Only the lines from the one containing "Indicate every instance of the street" through the final line of the entries below are wanted, each copied exactly.

Dataset:

□ □ □ □

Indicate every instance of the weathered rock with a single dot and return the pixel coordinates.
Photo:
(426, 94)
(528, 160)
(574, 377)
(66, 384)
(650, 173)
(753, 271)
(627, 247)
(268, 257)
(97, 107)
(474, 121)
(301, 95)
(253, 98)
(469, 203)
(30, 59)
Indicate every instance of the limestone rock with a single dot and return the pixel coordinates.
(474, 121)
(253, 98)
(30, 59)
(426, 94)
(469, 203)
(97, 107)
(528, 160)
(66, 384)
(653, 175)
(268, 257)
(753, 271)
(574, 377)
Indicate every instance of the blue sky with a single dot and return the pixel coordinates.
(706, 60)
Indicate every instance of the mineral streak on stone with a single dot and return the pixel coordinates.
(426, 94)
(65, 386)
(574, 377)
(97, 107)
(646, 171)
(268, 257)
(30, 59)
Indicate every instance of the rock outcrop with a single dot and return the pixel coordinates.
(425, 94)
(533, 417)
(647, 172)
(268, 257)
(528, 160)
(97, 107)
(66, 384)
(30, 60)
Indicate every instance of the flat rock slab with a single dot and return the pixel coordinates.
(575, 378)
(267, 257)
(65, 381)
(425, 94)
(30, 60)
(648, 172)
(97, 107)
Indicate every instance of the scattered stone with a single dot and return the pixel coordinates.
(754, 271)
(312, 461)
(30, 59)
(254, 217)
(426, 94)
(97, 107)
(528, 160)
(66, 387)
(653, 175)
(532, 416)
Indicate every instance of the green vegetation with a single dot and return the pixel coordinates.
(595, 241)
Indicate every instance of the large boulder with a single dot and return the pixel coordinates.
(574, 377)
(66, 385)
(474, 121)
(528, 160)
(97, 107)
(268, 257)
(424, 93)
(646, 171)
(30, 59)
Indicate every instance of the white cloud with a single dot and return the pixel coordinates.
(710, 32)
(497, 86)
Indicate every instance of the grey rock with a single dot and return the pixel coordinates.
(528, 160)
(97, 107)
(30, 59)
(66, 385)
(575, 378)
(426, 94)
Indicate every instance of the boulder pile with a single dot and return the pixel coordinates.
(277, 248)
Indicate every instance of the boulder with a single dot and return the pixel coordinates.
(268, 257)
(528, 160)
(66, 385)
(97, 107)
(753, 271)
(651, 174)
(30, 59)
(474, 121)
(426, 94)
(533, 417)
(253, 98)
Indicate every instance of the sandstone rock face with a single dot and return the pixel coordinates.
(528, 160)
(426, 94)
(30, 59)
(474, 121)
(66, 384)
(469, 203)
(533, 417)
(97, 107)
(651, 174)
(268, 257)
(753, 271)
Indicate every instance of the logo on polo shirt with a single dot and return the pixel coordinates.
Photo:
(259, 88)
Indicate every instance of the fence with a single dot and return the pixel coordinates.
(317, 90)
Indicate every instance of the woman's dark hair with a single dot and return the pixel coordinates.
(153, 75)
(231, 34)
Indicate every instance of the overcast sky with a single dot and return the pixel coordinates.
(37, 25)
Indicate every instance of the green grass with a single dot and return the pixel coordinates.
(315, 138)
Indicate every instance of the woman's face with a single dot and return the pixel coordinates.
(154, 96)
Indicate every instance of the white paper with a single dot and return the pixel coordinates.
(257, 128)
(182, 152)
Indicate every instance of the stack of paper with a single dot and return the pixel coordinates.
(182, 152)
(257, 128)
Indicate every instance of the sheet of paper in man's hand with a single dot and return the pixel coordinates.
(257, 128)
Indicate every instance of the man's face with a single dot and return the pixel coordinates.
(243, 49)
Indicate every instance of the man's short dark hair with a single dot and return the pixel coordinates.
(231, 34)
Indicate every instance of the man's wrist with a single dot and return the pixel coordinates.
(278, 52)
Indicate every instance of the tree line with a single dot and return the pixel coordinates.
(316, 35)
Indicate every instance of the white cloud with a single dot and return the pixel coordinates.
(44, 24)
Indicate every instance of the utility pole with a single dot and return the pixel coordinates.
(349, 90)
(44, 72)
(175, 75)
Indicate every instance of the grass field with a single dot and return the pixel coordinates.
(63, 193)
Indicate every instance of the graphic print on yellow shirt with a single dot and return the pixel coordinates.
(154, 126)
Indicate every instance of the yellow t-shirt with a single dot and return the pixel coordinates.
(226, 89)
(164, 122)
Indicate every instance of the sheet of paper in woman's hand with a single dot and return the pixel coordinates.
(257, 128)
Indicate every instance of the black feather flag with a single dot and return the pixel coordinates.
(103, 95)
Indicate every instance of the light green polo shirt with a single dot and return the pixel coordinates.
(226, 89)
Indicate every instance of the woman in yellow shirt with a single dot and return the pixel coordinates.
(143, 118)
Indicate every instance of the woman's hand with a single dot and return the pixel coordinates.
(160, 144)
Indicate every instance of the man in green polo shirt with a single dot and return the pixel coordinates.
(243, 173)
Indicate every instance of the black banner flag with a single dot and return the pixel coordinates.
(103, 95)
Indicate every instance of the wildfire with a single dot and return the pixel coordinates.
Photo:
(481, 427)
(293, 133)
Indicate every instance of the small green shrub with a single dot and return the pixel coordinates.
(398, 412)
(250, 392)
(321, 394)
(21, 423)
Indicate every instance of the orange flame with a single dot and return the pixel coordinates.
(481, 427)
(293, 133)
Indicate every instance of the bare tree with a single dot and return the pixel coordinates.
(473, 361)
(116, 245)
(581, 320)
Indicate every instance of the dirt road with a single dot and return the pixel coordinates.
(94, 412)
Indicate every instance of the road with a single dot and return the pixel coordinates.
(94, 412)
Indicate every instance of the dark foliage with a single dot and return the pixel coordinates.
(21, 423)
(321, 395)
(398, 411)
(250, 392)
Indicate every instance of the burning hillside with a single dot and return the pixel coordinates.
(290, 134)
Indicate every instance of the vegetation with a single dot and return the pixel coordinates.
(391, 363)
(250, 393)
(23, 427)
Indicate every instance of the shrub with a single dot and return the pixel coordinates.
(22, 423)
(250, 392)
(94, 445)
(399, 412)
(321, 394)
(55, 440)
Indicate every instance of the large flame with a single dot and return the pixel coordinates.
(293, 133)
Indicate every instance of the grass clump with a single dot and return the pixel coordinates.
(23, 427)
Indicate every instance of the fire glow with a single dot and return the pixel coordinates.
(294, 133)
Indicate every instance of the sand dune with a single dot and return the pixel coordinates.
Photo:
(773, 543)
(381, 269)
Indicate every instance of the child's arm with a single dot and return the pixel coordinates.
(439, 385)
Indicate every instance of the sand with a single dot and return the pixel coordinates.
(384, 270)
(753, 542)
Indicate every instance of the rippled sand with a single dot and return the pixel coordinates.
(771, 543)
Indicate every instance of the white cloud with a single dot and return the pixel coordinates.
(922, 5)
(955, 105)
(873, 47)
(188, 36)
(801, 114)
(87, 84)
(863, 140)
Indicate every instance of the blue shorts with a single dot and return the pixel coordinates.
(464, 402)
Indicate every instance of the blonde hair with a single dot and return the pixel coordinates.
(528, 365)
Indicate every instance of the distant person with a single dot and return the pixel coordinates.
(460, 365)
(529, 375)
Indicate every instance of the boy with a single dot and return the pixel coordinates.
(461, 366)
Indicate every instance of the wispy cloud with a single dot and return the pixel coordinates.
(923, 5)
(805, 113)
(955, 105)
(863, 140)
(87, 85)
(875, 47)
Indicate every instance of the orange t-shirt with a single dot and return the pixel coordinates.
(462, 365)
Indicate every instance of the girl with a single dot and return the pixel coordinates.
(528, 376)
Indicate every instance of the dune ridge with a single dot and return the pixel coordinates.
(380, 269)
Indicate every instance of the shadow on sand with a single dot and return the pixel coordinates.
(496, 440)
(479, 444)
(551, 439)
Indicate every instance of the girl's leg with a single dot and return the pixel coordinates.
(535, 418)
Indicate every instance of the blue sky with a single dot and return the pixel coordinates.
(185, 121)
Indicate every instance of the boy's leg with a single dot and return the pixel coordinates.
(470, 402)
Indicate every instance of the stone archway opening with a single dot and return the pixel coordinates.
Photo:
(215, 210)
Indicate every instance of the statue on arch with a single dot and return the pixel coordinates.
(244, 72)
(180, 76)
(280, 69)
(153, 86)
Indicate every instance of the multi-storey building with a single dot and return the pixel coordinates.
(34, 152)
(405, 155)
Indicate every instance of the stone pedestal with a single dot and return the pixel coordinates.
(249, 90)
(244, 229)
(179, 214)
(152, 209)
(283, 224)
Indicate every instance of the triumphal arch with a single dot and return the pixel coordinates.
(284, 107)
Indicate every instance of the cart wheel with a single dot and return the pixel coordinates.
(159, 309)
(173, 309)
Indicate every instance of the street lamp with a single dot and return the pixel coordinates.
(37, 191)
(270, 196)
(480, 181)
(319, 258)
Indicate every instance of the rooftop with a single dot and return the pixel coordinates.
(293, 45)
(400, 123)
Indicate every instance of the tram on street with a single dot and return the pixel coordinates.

□ □ □ □

Answer space:
Indicate every instance of the street lamp with a single dot and return the pixel coordinates.
(37, 191)
(270, 196)
(480, 181)
(319, 258)
Indicate every instance of the rooftop with a single dot and return the pixel coordinates.
(293, 45)
(400, 123)
Indicate every instance of the tram on street with a single dot and return the pixel coordinates.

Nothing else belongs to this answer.